> Te lezen tekst
+ + + +

De uitspraak is gedaan door rechter R. in 't Veld en griffier mr. L.M.A. Koeman. Tegen deze uitspraak kan binnen zes weken hoger beroep worden ingesteld bij het gerechtshof Arnhem-Leeuwarden.

Uitspraak

RECHTBANK MIDDEN-NEDERLAND
Zittingsplaats Utrecht
Bestuursrecht
zaaknummer: UTR 21/3551

uitspraak van de enkelvoudige kamer van 25 februari 2022 in de zaak tussen

[eiser], te [woonplaats], eiser

(gemachtigde: F. van der Plas),
en

de heffingsambtenaar van de gemeente Hilversum, verweerder

(gemachtigde: B. Schras).

Inleiding

1.1.
In de beschikking van 28 februari 2021 heeft verweerder op grond van de Wet waardering onroerende zaken (Wet WOZ) de waarde van de onroerende zaken aan de
[adres 1] te [woonplaats] (de woning) voor het belastingjaar 2021 vastgesteld op
€ 332.000,- naar de waardepeildatum 1 januari 2020. Verweerder heeft bij deze beschikking aan eiser als eigenaar van de woning ook een aanslag onroerendezaakbelastingen opgelegd, waarbij deze waarde als heffingsmaatstaf is gehanteerd.
1.2.
In de uitspraak op bezwaar van 16 juli 2021 heeft verweerder het bezwaar van eiser ongegrond verklaard.
1.3.
Eiser heeft tegen de uitspraak op bezwaar beroep ingesteld en een taxatierapport ingebracht. Verweerder heeft op 1 februari 2021 een taxatiematrix met vastgoedkaart van de vier referentiewoningen ingediend.
1.4.
De zaak is behandeld op een MS Teams zitting van 1 februari 2022. Eiser heeft zich laten vertegenwoordigen door zijn gemachtigde. Verweerder heeft zich laten vertegenwoordigen door zijn gemachtigde en [taxateur], taxateur.

Overwegingen

2. De woning is in 1903 gebouwd en is een hoekhuis. De kavel is 150 m2 groot.
3. De WOZ-waarde van de woning is de waarde in het economisch verkeer. Dat is de prijs die bij verkoop op de voor die woning meest geschikte wijze en na de beste voorbereiding door de meest biedende gegadigde voor die woning zou zijn betaald.

+ + + +

> Getoonde gegevens
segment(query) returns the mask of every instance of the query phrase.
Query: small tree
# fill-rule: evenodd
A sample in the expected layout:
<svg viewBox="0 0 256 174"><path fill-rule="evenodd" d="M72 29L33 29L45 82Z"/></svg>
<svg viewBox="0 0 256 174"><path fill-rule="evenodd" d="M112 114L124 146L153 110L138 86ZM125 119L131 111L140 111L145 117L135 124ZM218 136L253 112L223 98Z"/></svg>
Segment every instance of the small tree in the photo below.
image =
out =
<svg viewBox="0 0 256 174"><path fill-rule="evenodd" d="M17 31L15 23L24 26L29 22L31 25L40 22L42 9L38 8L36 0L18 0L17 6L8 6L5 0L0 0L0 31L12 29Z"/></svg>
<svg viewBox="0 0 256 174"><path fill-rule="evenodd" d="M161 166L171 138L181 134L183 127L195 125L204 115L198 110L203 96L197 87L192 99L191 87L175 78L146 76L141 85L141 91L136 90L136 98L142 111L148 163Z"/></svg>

+ + + +

> Gestelde opdracht
Pak de rechterlijke uitspraak over de WOZ-waarde van de woning op na de laatste zin en schrijf die tekst verder.

> Resultaat hieronder
4. Verweerder moet aannemelijk maken dat hij de WOZ-waarde van de woning niet hoger dan de waarde in het economisch verkeer heeft vastgesteld. De waarde in het economisch verkeer wordt bepaald door middel van de vergelijkingsmethode, waarbij rekening moet worden gehouden met de verschillen tussen de woning en de ter vergelijking gebruikte referentiewoningen. Dit volgt uit de artikelen 17 en 18 van de Wet WOZ, de Uitvoeringsregeling en de rechtspraak in WOZ-zaken.
5. Verweerder handhaaft in beroep de door hem vastgestelde waarde van € 332.000,-.
De rechtbank stelt vast dat verweerder vlak voor de zitting op 1 februari 2021 een taxatiematrix met vastgoedkaart van de referentiewoningen [adres 2],
[adres 3], [adres 4] en [adres 5], alle in [woonplaats] gelegen, heeft ingediend. In reactie hierop heeft eiser op de zitting aangegeven dat aangezien hij deze stukken kort van tevoren heeft ontvangen, hij hier geen inhoudelijke reactie op kan geven. Eiser verzoekt daarom de rechtbank om deze stukken niet mee te nemen. In het beroepschrift bepleit eiser een waarde van ten hoogste
€ 316.000,-. In aanvulling hierop voert eiser aan dat ook een waarde van ten hoogste
€ 290.00,- kan worden onderbouwd met het door hem ingebrachte taxatierapport.
6. Uiteindelijk hebben partijen op de zitting overeenstemming bereikt over de WOZ-waarde van de woning, namelijk dat het wordt verlaagd naar € 316.000,-. Dat betekent dat de aanslag onroerendezaakbelastingen € 260,38 bedraagt, hetgeen leidt tot een vermindering van de aanslag met € 13,18. Verweerder gaat akkoord gaat met een veroordeling in de proceskosten.

Conclusie

7. Het beroep is gegrond. De rechtbank vernietigt de uitspraak op bezwaar en bepaalt dat deze uitspraak daarvoor in de plaats treedt. Dat betekent dat de WOZ-waarde van de woning voor het belastingjaar 2021 is vastgesteld op € 316.000,- naar de waardepeildatum 1 januari 2020. De aanslag onroerendezaakbelastingen bedraagt € 260,38.
8. Omdat de rechtbank het beroep gegrond verklaart, bepaalt de rechtbank dat verweerder aan eiser het door hem betaalde griffierecht vergoedt.
9. De rechtbank veroordeelt verweerder in de door eiser gemaakte proceskosten. Deze kosten stelt de rechtbank op grond van het Besluit proceskosten bestuursrecht voor de door een derde beroepsmatig verleende rechtsbijstand vast op € 1.620,- (1 punt voor het indienen van het bezwaarschrift en 1 punt voor het verschijnen ter hoorzitting met een waarde per punt van € 269,- en een wegingsfactor 1; 1 punt voor het indienen van het beroepschrift en
1. punt voor het verschijnen ter zitting met een waarde per punt van € 541,- en een wegingsfactor 1).

Beslissing

De rechtbank:
- verklaart het beroep gegrond;
- vernietigt de uitspraak op bezwaar en bepaalt dat deze uitspraak in de plaats treedt.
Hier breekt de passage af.